**Task description**
Isolate every line in the records below with "palm" in it.

○ ○ ○ ○ ○

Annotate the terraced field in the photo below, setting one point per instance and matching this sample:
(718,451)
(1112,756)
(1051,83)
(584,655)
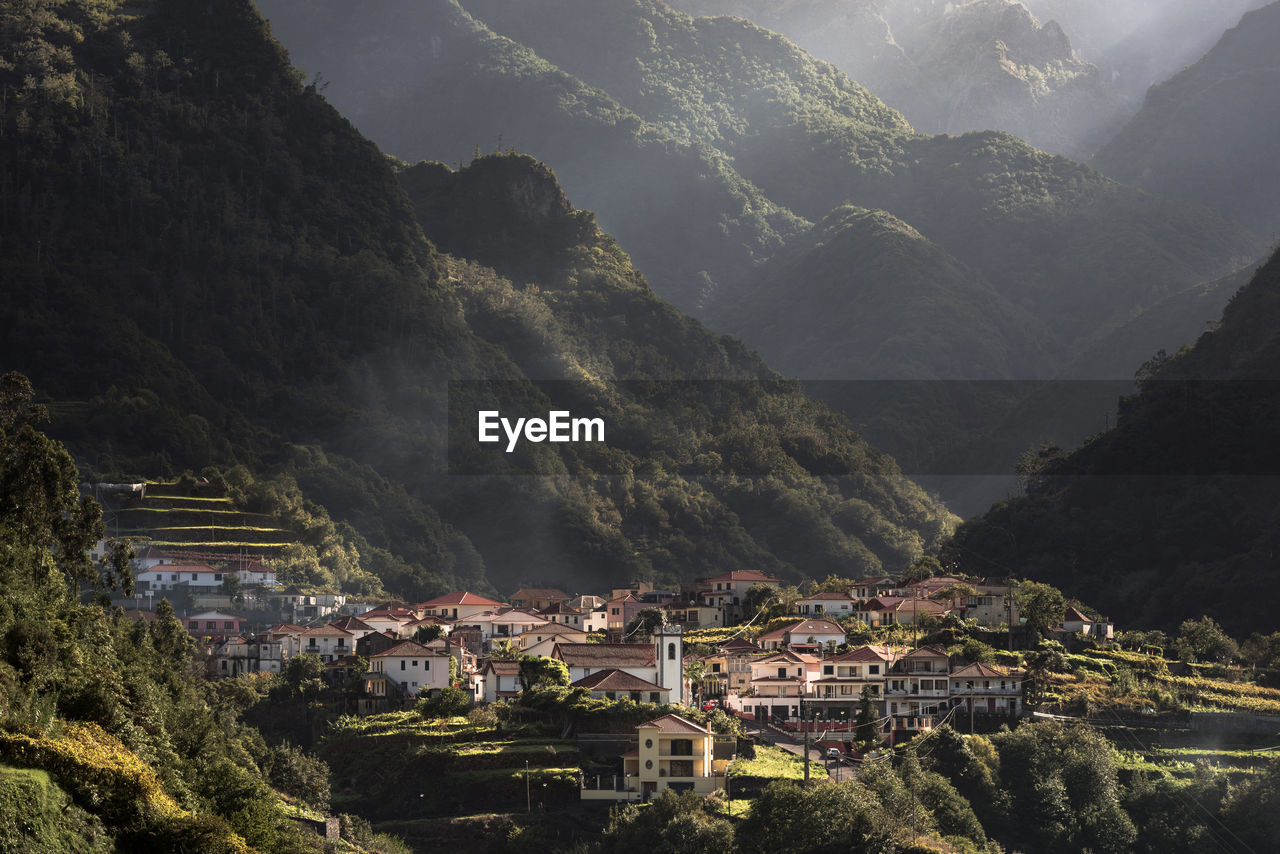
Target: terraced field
(168,519)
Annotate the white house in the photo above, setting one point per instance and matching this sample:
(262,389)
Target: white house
(197,576)
(827,604)
(821,633)
(327,642)
(457,606)
(406,668)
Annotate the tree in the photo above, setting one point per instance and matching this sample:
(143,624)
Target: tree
(539,671)
(675,823)
(868,722)
(1036,467)
(426,634)
(926,567)
(833,584)
(977,652)
(1205,640)
(448,703)
(231,584)
(1261,651)
(504,649)
(695,671)
(757,598)
(40,498)
(952,592)
(1041,604)
(647,622)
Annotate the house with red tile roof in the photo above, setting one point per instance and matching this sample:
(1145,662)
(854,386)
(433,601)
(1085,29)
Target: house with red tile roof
(819,633)
(826,604)
(327,642)
(499,680)
(457,606)
(407,668)
(214,624)
(538,598)
(986,690)
(728,590)
(672,753)
(616,684)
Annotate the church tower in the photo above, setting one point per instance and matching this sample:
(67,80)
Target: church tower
(670,657)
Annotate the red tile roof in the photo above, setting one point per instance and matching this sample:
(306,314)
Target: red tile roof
(461,597)
(327,631)
(864,653)
(539,593)
(616,680)
(407,649)
(984,671)
(606,654)
(672,724)
(743,575)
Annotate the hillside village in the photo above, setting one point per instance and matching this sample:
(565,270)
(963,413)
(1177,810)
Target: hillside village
(711,645)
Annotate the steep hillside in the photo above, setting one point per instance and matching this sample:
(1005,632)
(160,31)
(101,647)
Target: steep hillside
(865,296)
(798,133)
(1173,512)
(1141,42)
(214,268)
(1210,132)
(951,68)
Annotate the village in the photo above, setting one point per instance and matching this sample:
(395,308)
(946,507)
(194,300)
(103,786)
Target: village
(807,674)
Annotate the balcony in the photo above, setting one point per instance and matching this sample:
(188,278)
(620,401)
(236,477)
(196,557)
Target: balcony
(1009,690)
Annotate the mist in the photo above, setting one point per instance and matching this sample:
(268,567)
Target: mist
(1141,42)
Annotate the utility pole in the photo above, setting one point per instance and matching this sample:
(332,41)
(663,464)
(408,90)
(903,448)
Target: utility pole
(804,725)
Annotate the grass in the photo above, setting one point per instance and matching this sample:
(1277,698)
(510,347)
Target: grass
(776,763)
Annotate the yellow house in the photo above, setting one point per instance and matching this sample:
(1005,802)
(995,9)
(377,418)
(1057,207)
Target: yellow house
(673,753)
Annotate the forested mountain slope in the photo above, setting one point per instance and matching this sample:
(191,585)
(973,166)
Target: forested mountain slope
(210,266)
(954,67)
(1173,512)
(1210,132)
(703,142)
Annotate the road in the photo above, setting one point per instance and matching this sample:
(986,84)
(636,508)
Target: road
(836,771)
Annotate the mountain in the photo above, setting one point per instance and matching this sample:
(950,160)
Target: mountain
(638,94)
(1208,132)
(1171,514)
(951,68)
(1139,42)
(211,268)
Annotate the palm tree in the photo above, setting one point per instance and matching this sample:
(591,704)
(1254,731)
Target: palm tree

○ ○ ○ ○ ○

**Finished exercise**
Annotate the palm tree in the photo above, setting one point per instance and matching this sample:
Target: palm tree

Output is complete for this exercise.